What is expected
Please count the lines in the data below that contain the string "negative", treating uppercase and lowercase as different, and reply with the number alone.

Stored records
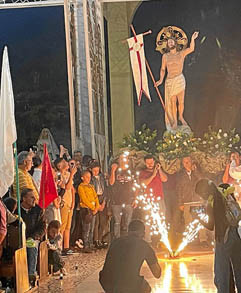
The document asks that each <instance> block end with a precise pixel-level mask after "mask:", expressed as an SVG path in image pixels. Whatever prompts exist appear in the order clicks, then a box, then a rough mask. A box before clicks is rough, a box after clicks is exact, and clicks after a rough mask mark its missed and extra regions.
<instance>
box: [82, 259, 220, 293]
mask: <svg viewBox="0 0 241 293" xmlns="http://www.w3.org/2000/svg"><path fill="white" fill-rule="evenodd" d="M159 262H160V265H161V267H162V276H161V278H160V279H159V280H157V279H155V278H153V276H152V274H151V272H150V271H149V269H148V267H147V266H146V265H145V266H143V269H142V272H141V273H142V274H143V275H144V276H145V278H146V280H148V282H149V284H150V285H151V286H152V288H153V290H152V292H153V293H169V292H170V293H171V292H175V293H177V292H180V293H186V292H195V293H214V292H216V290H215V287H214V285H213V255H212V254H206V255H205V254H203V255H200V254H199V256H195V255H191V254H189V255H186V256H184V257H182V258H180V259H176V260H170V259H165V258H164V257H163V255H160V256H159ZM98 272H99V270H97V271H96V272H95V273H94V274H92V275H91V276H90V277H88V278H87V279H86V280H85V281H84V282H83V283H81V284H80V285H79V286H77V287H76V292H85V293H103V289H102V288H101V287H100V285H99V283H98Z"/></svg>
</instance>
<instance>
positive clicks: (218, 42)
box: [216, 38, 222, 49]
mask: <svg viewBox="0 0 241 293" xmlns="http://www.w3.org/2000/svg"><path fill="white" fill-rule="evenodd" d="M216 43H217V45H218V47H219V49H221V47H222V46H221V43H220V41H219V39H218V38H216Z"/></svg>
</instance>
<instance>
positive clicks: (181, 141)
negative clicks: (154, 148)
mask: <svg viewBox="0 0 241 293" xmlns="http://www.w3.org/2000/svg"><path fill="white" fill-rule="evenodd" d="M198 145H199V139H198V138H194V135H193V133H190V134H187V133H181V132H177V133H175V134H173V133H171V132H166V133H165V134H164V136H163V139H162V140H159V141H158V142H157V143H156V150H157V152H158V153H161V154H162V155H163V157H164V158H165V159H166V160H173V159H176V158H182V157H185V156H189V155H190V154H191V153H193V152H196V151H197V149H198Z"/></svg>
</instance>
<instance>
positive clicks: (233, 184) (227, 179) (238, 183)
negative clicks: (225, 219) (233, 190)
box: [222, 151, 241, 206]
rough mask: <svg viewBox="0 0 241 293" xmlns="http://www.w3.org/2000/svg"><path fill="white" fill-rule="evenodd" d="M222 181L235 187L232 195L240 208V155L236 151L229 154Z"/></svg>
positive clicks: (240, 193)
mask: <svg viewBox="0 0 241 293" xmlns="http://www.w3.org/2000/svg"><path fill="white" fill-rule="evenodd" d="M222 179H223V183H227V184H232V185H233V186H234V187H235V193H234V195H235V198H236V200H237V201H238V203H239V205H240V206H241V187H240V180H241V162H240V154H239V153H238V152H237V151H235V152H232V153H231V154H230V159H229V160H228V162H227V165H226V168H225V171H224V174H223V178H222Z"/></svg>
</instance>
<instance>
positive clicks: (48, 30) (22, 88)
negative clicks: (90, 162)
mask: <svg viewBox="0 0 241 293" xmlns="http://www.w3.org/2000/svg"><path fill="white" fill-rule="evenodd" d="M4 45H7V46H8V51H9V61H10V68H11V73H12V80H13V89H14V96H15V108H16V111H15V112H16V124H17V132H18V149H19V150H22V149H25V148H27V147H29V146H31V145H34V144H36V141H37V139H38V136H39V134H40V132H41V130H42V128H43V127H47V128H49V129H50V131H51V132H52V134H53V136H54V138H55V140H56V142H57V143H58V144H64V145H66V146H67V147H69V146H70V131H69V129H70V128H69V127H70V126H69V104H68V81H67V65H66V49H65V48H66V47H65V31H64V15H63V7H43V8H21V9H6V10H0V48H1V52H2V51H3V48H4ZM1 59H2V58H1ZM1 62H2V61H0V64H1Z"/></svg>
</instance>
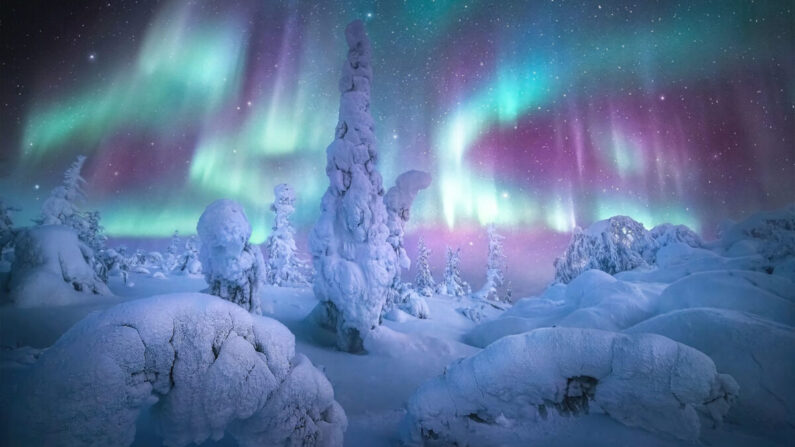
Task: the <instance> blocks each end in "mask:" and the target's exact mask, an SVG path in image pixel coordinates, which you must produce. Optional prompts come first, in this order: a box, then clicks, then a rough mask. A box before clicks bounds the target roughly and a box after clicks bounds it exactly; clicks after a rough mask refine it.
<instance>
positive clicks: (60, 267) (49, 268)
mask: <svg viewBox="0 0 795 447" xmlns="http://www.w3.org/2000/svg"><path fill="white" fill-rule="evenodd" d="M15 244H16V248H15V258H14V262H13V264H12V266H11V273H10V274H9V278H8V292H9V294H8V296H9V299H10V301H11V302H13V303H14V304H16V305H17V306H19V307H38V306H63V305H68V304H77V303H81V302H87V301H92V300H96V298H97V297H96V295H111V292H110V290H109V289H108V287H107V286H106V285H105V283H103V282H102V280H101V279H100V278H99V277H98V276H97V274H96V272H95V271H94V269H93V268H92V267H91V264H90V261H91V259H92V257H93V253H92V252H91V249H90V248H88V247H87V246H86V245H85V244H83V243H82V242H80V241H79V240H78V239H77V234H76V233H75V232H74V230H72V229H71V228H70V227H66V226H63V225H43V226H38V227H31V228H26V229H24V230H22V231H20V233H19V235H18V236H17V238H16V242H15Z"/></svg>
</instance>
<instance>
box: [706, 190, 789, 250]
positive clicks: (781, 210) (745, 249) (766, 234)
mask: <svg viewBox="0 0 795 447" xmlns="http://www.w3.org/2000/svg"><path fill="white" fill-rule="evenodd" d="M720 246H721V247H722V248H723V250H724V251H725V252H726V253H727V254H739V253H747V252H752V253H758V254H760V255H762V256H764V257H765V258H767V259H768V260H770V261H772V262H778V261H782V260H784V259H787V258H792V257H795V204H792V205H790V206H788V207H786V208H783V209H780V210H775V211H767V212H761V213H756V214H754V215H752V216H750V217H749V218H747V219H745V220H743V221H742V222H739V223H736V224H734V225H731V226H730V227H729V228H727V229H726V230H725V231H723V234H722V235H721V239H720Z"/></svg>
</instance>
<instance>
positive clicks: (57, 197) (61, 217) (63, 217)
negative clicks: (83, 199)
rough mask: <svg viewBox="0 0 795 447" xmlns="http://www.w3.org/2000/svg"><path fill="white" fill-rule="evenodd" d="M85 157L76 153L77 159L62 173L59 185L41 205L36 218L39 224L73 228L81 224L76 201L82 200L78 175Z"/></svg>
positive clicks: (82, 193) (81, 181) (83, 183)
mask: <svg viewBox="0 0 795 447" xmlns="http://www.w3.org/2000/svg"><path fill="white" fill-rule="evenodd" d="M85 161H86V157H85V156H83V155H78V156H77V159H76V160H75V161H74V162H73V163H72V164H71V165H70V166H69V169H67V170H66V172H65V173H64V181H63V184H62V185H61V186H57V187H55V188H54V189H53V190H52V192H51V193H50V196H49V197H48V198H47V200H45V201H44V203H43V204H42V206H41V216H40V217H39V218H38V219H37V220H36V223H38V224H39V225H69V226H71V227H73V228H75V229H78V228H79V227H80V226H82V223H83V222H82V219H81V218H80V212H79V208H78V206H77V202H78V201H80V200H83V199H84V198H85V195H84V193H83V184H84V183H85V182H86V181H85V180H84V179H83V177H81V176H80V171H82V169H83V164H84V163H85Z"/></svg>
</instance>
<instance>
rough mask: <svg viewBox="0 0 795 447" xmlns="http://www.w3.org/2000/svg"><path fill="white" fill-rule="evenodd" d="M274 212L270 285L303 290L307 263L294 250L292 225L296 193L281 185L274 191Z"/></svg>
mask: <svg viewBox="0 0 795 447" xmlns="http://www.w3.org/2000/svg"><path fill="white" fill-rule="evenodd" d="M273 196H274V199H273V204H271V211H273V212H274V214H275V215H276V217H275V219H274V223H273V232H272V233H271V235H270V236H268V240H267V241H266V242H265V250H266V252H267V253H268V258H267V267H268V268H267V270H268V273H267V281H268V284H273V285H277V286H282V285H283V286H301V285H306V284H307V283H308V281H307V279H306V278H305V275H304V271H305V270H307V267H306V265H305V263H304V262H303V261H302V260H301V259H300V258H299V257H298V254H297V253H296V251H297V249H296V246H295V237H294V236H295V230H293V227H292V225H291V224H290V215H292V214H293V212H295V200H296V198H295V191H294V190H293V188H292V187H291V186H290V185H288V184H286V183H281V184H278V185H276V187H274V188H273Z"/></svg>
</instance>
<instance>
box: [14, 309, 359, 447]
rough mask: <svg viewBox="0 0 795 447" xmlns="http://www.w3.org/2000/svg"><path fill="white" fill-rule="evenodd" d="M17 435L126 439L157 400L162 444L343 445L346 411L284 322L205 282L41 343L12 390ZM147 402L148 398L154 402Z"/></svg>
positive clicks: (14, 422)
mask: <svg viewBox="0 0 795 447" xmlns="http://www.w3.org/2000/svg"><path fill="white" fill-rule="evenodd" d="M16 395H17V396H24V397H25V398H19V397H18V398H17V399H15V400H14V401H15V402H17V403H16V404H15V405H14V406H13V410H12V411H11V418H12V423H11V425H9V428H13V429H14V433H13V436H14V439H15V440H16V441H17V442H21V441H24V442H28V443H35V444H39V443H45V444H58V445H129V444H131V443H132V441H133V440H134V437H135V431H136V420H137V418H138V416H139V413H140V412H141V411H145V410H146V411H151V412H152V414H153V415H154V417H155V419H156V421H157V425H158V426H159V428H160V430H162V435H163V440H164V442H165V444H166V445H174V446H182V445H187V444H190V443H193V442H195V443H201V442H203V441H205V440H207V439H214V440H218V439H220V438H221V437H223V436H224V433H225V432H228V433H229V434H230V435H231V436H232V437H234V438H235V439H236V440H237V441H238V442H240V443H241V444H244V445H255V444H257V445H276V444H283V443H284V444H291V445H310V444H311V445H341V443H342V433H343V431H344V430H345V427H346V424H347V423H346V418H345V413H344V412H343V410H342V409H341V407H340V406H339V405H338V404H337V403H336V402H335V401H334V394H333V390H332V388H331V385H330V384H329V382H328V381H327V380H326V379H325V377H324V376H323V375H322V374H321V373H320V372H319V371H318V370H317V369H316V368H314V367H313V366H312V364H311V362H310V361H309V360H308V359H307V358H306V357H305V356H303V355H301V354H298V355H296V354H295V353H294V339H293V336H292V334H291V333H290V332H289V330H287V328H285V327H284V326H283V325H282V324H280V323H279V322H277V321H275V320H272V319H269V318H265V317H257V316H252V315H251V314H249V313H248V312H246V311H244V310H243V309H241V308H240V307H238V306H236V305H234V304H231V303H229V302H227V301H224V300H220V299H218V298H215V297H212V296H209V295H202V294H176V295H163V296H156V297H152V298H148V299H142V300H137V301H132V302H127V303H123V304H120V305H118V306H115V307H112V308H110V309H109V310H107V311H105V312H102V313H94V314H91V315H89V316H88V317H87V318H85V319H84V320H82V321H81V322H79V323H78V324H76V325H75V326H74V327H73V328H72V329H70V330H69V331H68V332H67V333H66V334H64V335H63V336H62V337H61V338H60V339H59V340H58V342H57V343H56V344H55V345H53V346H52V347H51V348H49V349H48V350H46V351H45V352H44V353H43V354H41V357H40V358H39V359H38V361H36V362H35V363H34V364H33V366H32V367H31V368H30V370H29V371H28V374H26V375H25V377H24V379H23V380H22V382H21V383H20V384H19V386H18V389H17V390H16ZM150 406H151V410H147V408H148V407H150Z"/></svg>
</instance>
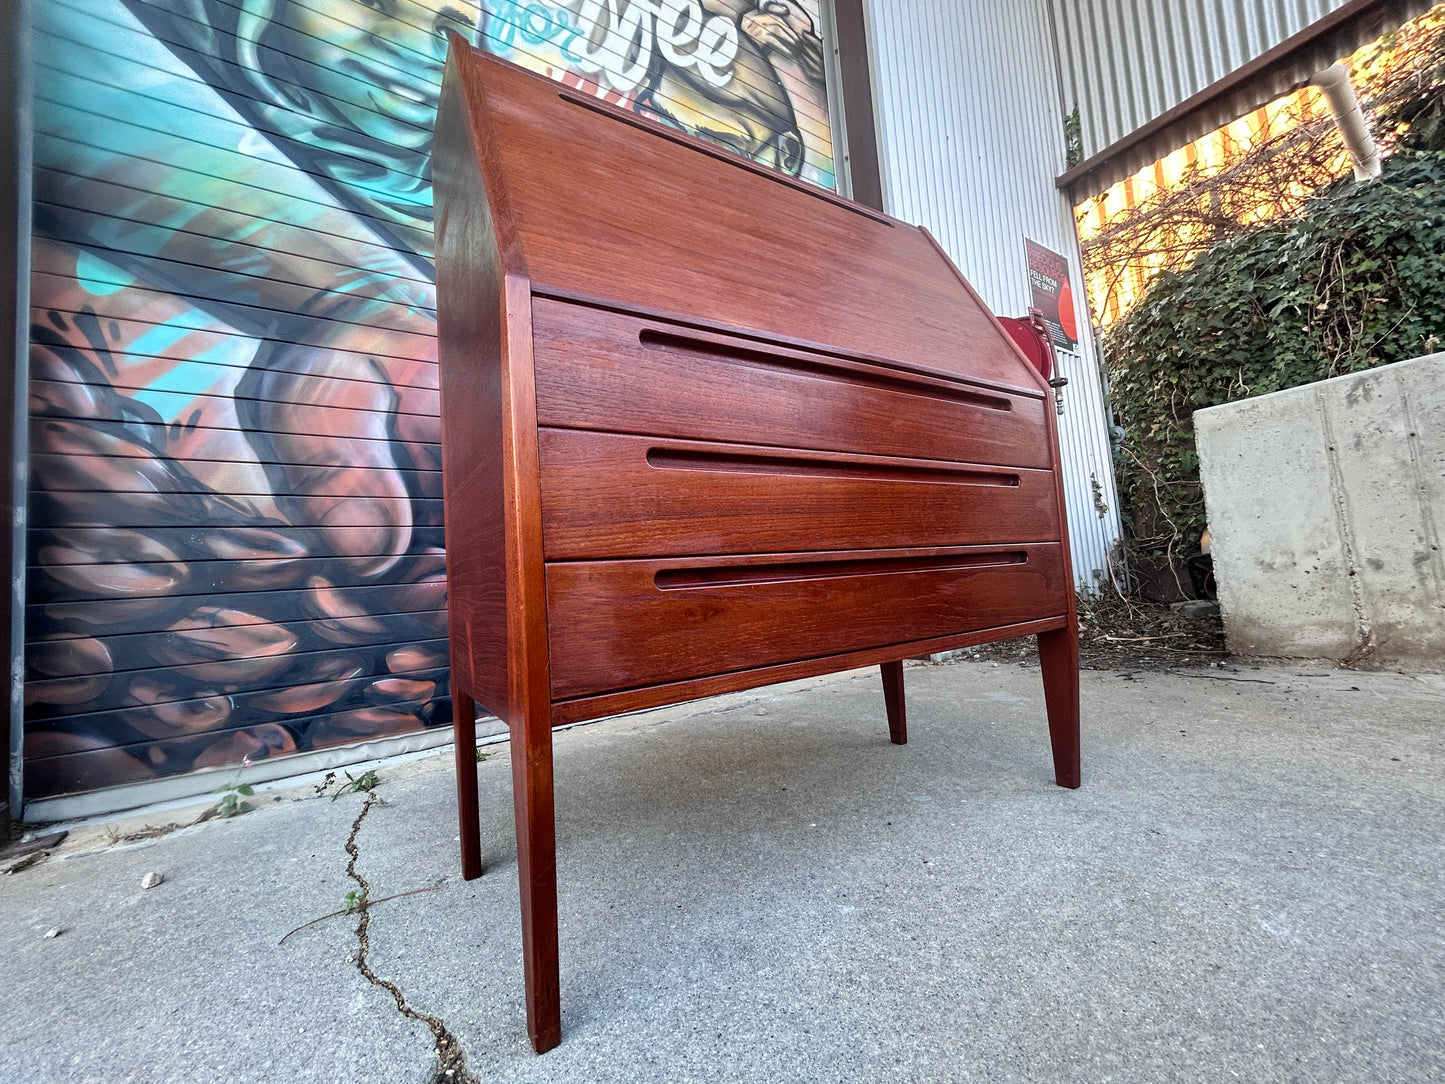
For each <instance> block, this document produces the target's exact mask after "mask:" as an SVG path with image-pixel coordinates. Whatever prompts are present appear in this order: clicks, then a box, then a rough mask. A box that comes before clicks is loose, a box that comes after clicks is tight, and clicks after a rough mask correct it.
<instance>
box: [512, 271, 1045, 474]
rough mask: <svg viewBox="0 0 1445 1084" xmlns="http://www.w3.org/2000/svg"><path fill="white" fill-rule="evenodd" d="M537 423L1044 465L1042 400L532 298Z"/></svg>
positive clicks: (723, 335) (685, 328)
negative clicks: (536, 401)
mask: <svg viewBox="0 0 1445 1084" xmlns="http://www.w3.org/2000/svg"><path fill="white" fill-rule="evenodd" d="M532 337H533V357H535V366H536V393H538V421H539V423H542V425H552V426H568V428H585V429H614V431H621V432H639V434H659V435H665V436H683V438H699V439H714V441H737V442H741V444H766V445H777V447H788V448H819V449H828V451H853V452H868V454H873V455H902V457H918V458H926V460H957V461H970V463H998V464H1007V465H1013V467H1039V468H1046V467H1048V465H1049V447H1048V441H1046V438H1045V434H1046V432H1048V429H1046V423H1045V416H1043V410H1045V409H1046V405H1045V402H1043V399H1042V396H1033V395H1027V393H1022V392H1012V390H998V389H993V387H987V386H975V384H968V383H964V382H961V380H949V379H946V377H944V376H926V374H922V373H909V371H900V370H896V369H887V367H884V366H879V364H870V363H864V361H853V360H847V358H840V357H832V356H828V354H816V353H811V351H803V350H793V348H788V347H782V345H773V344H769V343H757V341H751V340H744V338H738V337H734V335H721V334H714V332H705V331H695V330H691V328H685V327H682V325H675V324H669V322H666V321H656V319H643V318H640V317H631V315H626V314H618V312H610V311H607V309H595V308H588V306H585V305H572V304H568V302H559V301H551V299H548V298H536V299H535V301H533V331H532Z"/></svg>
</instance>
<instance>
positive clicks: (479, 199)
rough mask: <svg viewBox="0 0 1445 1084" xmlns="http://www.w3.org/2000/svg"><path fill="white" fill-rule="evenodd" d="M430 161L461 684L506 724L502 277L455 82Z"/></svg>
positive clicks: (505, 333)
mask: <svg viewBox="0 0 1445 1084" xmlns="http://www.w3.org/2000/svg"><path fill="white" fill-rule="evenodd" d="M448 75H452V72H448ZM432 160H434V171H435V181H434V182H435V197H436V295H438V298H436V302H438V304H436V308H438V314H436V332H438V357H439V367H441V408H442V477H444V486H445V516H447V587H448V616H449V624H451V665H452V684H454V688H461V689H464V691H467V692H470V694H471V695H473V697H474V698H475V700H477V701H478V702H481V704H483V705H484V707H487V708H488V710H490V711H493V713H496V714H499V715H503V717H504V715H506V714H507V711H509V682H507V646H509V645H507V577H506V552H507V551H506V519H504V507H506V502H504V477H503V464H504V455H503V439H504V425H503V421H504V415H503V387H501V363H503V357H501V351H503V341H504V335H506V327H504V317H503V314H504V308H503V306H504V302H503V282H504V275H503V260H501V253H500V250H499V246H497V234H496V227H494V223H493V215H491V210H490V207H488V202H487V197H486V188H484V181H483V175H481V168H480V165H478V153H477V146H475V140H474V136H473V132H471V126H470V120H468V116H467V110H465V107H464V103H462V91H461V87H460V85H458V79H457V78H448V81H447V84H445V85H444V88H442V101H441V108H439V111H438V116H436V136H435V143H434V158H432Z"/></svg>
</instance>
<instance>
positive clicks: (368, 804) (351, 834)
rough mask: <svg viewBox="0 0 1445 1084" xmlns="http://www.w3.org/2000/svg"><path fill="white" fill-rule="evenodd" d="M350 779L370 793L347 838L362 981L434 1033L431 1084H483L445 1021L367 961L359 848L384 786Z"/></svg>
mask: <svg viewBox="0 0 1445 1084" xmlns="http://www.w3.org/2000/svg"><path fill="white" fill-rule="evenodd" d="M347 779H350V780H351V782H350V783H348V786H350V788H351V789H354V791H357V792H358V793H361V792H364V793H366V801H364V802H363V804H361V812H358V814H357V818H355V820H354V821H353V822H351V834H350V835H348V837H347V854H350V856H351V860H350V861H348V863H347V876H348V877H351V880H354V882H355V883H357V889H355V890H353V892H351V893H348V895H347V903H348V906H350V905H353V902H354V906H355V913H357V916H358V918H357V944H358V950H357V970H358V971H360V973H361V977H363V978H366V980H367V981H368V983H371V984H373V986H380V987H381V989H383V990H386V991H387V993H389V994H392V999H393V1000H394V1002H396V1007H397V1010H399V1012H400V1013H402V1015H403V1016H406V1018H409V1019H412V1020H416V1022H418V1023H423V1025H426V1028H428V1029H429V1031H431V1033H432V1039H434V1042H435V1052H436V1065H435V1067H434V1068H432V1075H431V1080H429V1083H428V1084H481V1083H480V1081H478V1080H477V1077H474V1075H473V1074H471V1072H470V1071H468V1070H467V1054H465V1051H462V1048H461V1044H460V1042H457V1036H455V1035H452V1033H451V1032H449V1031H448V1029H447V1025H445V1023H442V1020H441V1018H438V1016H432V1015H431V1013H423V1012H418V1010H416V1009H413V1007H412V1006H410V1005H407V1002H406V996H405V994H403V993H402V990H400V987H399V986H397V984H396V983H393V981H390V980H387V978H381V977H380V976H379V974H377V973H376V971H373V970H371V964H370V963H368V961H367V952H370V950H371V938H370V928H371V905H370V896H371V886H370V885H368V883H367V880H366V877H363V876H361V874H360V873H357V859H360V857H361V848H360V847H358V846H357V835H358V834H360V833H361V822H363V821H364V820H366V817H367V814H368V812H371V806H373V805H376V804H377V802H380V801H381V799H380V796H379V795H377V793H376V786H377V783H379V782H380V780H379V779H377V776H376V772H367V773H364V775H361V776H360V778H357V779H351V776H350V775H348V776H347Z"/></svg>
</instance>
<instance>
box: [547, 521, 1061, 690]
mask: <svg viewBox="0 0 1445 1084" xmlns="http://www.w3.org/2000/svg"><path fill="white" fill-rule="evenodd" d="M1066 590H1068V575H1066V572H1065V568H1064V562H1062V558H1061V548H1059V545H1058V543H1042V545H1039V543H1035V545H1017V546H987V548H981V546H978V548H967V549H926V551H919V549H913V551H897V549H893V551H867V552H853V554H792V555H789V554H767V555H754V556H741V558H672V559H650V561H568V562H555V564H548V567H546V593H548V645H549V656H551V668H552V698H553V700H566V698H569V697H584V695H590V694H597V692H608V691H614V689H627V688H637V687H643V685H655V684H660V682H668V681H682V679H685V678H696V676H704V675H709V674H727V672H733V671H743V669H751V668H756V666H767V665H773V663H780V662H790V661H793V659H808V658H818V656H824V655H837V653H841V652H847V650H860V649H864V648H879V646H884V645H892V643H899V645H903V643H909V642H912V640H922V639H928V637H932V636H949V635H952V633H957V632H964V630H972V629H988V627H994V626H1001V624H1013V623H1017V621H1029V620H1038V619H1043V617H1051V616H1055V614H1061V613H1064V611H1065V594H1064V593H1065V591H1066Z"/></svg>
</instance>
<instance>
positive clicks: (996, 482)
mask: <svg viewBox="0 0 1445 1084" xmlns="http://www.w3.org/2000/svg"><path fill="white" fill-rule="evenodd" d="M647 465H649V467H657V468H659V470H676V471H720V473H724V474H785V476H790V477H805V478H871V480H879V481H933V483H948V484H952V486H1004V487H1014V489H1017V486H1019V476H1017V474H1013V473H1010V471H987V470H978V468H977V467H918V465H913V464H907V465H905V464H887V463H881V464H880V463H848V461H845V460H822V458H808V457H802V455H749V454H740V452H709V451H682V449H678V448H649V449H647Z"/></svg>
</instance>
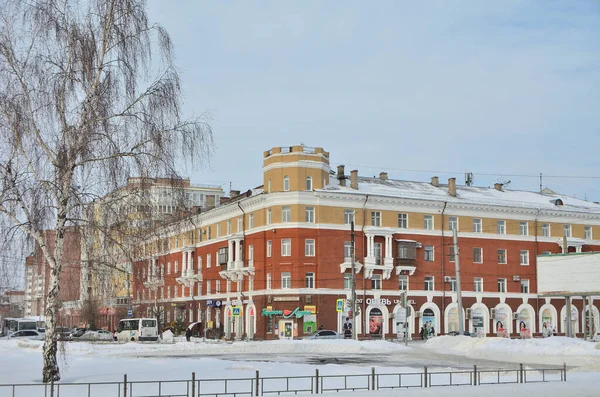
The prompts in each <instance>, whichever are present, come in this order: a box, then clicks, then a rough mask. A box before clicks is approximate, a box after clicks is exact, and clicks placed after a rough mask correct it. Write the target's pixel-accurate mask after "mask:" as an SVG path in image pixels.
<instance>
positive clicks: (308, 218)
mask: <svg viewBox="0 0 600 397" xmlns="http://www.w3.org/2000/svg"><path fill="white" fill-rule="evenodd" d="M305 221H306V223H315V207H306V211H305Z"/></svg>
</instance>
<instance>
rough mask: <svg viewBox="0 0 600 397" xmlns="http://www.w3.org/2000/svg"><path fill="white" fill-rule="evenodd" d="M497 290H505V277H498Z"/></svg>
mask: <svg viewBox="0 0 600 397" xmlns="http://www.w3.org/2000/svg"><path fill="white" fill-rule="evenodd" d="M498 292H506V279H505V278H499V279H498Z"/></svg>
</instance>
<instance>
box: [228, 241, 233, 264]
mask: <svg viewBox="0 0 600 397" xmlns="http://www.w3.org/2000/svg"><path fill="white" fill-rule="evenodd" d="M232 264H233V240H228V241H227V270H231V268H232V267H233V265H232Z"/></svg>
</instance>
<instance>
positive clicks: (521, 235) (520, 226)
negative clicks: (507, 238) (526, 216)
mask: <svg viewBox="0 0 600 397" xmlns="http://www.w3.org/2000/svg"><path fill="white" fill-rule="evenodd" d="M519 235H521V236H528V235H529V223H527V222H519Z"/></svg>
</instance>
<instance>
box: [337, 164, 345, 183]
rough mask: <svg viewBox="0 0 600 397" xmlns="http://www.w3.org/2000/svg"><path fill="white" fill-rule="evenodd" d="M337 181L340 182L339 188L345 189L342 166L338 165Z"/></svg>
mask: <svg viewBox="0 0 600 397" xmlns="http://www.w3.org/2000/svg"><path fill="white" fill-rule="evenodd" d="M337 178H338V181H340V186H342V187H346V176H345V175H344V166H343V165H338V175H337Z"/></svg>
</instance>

Answer to the exercise
6